* [What you will do] A verbatim copy of the lines from the one with "positive clicks: (242, 300)" through the final line below is required; print it and nothing else.

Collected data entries
*** Block opens ***

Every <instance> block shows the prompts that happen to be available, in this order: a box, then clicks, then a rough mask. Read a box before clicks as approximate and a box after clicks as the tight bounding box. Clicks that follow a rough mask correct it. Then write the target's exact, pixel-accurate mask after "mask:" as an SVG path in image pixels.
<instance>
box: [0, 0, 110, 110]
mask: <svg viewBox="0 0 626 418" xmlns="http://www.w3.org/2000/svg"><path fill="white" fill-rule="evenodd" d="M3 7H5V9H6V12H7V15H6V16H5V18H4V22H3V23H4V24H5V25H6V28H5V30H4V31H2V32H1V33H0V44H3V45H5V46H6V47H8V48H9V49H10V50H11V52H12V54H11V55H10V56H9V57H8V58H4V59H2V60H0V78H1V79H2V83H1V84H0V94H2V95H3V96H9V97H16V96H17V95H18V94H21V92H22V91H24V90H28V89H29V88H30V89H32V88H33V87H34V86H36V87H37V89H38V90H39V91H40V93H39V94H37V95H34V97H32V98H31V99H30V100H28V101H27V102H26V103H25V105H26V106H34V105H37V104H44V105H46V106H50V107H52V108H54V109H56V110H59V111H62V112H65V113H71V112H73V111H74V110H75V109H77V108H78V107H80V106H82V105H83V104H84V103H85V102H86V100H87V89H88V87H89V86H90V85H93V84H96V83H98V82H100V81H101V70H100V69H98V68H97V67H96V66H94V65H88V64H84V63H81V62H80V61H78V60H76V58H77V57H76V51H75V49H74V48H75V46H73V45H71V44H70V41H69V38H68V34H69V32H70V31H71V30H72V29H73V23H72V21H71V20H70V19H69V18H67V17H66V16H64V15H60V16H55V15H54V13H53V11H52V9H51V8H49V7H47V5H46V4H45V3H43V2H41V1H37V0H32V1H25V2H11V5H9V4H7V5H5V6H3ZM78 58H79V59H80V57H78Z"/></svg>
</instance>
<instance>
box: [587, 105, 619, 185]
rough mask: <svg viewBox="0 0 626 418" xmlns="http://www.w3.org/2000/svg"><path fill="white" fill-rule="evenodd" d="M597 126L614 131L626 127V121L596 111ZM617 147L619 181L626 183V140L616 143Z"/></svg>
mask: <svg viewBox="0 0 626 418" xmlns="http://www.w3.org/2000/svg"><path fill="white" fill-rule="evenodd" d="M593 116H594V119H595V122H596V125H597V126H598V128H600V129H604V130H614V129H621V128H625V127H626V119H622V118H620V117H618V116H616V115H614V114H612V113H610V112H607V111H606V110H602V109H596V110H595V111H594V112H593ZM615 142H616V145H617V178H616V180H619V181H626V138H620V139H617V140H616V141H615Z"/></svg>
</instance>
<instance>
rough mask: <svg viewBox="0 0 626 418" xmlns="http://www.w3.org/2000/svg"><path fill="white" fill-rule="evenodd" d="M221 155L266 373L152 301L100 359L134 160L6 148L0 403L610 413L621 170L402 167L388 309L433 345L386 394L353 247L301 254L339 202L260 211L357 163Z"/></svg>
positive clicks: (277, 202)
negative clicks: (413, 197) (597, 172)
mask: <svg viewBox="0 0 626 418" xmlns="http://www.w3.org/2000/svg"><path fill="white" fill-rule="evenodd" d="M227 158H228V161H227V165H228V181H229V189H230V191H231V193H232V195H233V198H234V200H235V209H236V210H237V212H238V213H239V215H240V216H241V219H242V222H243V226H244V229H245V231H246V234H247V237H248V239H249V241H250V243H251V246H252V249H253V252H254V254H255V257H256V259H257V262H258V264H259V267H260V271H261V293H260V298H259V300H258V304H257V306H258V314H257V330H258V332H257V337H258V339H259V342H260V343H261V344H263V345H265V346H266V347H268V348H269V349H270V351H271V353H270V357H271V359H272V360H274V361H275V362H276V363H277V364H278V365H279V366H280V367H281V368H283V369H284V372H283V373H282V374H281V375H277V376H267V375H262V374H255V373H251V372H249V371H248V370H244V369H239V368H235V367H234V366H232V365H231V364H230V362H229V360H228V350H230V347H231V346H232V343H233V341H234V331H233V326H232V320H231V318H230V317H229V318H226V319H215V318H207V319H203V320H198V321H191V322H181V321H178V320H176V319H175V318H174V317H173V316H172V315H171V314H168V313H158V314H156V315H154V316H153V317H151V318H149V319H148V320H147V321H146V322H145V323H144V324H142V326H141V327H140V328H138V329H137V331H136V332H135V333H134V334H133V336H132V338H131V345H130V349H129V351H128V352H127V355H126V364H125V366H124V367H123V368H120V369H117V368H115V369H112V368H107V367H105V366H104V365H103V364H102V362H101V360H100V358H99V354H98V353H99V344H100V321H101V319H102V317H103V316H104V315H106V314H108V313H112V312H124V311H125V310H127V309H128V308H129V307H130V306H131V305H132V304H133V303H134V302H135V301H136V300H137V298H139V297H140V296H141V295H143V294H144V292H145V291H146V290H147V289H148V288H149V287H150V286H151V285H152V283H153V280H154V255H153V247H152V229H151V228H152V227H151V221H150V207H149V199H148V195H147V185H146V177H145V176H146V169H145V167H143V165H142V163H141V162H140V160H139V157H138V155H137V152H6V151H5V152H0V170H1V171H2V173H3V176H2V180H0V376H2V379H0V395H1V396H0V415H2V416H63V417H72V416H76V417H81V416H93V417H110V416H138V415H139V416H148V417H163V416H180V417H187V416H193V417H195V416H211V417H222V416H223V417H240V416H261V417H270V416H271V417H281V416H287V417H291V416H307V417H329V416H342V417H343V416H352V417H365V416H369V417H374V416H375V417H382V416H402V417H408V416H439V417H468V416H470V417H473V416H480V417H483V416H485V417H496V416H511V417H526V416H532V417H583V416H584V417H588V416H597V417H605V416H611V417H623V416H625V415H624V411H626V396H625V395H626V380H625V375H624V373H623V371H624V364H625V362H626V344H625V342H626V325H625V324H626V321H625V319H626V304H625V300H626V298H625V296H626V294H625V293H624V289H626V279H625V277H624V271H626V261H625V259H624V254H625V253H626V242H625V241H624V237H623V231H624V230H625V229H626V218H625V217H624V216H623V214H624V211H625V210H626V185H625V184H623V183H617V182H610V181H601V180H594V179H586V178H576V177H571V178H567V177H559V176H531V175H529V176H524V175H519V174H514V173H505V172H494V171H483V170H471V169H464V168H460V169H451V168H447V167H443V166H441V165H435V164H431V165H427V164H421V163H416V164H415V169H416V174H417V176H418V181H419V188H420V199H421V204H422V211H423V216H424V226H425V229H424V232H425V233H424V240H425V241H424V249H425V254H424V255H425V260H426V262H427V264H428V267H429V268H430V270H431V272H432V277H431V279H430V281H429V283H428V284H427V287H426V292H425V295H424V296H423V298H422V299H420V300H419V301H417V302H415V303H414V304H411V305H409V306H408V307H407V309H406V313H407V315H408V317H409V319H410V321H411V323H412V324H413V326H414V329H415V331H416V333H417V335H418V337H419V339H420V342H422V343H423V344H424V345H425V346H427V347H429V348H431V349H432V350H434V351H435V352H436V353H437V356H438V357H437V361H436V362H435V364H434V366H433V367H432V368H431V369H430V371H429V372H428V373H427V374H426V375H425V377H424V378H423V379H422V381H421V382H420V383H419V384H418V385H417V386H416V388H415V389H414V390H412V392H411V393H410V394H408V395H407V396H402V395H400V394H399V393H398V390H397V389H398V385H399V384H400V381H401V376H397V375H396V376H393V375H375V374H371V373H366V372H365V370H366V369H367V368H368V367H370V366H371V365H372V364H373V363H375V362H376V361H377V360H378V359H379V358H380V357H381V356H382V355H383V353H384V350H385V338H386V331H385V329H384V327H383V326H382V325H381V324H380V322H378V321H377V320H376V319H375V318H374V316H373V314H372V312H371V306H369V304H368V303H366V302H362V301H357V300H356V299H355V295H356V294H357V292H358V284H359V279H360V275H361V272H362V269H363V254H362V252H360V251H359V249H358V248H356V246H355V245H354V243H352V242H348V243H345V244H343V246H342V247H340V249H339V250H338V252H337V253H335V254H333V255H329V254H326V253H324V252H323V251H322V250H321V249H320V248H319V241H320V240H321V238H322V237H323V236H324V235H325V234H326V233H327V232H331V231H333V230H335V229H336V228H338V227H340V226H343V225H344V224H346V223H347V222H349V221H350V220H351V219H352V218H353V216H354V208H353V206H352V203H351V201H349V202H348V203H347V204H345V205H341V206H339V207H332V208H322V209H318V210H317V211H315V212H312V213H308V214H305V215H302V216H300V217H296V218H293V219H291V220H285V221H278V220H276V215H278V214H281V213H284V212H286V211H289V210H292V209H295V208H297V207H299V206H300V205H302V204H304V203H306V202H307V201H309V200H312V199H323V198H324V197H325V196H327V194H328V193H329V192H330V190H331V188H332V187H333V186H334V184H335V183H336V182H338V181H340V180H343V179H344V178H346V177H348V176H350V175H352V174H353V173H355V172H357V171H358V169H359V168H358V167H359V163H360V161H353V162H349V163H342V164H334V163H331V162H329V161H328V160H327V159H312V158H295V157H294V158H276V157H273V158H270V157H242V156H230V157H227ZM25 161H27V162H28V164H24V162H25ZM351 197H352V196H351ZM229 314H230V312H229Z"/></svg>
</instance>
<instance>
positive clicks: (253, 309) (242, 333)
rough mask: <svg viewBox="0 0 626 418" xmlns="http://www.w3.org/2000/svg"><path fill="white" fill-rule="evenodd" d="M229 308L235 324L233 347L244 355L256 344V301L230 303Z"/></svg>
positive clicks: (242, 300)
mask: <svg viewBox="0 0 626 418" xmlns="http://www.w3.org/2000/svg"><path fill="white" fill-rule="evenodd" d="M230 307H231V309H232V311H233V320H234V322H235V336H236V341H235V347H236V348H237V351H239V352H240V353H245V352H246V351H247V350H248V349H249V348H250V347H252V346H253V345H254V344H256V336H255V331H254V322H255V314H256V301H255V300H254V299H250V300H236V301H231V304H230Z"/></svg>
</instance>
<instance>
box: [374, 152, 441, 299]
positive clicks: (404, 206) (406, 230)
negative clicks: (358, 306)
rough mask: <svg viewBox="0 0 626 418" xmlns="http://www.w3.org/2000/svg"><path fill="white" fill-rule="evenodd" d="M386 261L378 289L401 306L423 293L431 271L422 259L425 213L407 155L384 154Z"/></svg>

*** Block closes ***

* [Response below]
positive clicks: (242, 300)
mask: <svg viewBox="0 0 626 418" xmlns="http://www.w3.org/2000/svg"><path fill="white" fill-rule="evenodd" d="M230 307H231V309H232V311H233V320H234V322H235V336H236V341H235V347H236V348H237V351H239V352H240V353H245V352H246V351H247V350H248V349H249V348H250V347H252V346H253V345H254V344H256V336H255V331H254V322H255V314H256V301H255V300H254V299H250V300H236V301H231V304H230Z"/></svg>
</instance>
<instance>
box: [374, 152, 441, 299]
positive clicks: (404, 206) (406, 230)
negative clicks: (358, 306)
rough mask: <svg viewBox="0 0 626 418" xmlns="http://www.w3.org/2000/svg"><path fill="white" fill-rule="evenodd" d="M386 261L378 289L401 306L423 293L431 271L422 259L425 213L407 155L384 154Z"/></svg>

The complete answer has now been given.